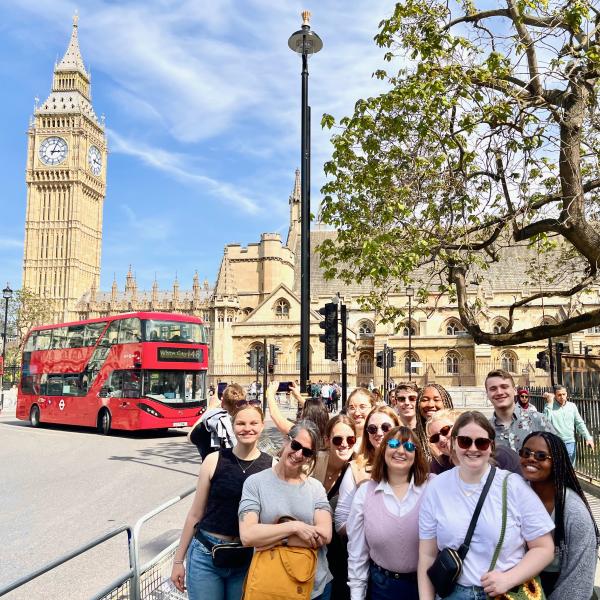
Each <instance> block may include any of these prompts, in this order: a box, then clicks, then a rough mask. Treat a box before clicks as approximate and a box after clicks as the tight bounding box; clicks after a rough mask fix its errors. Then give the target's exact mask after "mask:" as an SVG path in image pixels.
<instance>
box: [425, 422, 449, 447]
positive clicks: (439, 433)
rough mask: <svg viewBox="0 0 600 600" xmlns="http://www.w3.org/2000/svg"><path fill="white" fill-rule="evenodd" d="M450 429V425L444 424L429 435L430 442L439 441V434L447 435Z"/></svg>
mask: <svg viewBox="0 0 600 600" xmlns="http://www.w3.org/2000/svg"><path fill="white" fill-rule="evenodd" d="M451 429H452V425H444V426H443V427H442V428H441V429H440V430H439V431H438V432H437V433H434V434H433V435H430V436H429V443H430V444H437V443H438V442H439V441H440V435H443V436H444V437H448V434H449V433H450V430H451Z"/></svg>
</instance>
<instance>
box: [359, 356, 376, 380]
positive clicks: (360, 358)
mask: <svg viewBox="0 0 600 600" xmlns="http://www.w3.org/2000/svg"><path fill="white" fill-rule="evenodd" d="M358 374H359V375H361V376H363V377H373V357H372V356H371V355H370V354H367V353H363V354H361V355H360V357H359V359H358Z"/></svg>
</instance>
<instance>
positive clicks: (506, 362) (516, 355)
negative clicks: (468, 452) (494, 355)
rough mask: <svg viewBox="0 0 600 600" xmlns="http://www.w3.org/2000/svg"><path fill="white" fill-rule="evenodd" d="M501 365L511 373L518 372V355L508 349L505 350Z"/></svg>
mask: <svg viewBox="0 0 600 600" xmlns="http://www.w3.org/2000/svg"><path fill="white" fill-rule="evenodd" d="M500 365H501V367H502V368H503V369H504V370H505V371H508V372H509V373H516V372H517V355H516V354H515V353H514V352H510V351H508V350H506V351H504V352H503V353H502V355H501V357H500Z"/></svg>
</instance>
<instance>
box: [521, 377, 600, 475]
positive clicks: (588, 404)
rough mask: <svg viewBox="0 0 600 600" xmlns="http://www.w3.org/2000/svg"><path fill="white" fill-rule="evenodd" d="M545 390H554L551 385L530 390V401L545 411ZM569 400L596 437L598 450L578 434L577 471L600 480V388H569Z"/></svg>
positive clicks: (594, 437)
mask: <svg viewBox="0 0 600 600" xmlns="http://www.w3.org/2000/svg"><path fill="white" fill-rule="evenodd" d="M545 392H553V389H552V388H550V387H533V388H530V390H529V401H530V402H531V403H532V404H533V405H534V406H535V407H536V408H537V409H538V411H540V412H541V413H543V412H544V407H545V406H546V402H545V400H544V398H543V394H544V393H545ZM568 393H569V395H568V399H569V402H572V403H573V404H575V406H576V407H577V409H578V410H579V413H580V414H581V418H582V419H583V420H584V421H585V424H586V426H587V428H588V430H589V432H590V434H591V435H592V437H593V439H594V446H595V447H596V450H591V449H590V448H588V447H587V446H586V444H585V440H584V439H583V438H582V437H581V436H579V435H577V436H576V443H577V461H576V463H575V471H576V472H577V474H578V475H579V476H581V477H584V478H585V479H588V480H589V481H592V480H594V481H600V389H598V388H590V389H574V390H568Z"/></svg>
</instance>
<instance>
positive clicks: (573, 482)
mask: <svg viewBox="0 0 600 600" xmlns="http://www.w3.org/2000/svg"><path fill="white" fill-rule="evenodd" d="M519 454H520V455H521V469H522V471H523V476H524V477H525V479H526V480H527V481H529V483H530V484H531V488H532V489H533V491H534V492H535V493H536V494H537V495H538V496H539V498H540V500H541V501H542V502H543V504H544V507H545V508H546V510H547V511H548V513H549V514H550V516H551V517H552V518H553V519H554V523H555V527H556V528H555V530H554V546H555V558H554V561H553V562H552V563H550V565H548V566H547V567H546V568H545V569H544V570H543V571H542V572H541V573H540V578H541V580H542V587H543V588H544V591H545V592H546V595H547V597H548V600H563V599H564V598H569V600H590V598H591V597H592V592H593V590H594V574H595V571H596V553H597V549H598V543H599V541H600V538H599V534H598V527H597V526H596V523H595V521H594V517H593V516H592V513H591V511H590V507H589V504H588V502H587V500H586V498H585V496H584V494H583V491H582V489H581V486H580V485H579V481H578V480H577V477H576V475H575V471H574V469H573V465H572V464H571V461H570V459H569V454H568V452H567V448H566V446H565V443H564V442H563V441H562V440H561V439H560V438H559V437H558V436H557V435H555V434H553V433H549V432H547V431H536V432H534V433H530V434H529V435H528V436H527V437H526V438H525V440H524V441H523V447H522V448H521V450H520V452H519Z"/></svg>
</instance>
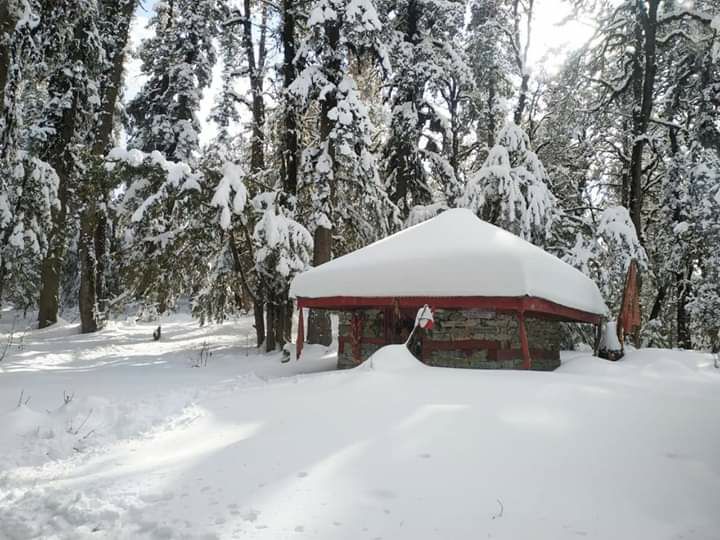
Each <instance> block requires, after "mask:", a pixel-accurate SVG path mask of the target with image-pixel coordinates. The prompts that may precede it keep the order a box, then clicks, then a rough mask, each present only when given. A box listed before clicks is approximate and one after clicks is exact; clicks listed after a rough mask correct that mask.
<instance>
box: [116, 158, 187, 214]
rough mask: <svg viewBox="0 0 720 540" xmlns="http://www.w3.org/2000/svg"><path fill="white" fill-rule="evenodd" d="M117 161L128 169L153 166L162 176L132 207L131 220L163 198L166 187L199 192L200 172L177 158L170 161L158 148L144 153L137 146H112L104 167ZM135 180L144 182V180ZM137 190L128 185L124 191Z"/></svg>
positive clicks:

### Requirement
From the listing above, the lines starting with the one that has "box: [425, 422, 449, 447]" and running through the one that has "box: [359, 356, 376, 380]" should be copied exactly, ends included.

### Output for this exercise
box: [425, 422, 449, 447]
positive clicks: (439, 433)
rough mask: <svg viewBox="0 0 600 600" xmlns="http://www.w3.org/2000/svg"><path fill="white" fill-rule="evenodd" d="M450 429V425L444 424L429 435L430 442L439 441V434L447 435Z"/></svg>
mask: <svg viewBox="0 0 600 600" xmlns="http://www.w3.org/2000/svg"><path fill="white" fill-rule="evenodd" d="M451 429H452V425H444V426H443V427H442V428H441V429H440V430H439V431H438V432H437V433H434V434H433V435H430V436H429V443H430V444H437V443H438V442H439V441H440V435H443V436H444V437H448V434H449V433H450V430H451Z"/></svg>
</instance>
<instance>
box: [359, 356, 376, 380]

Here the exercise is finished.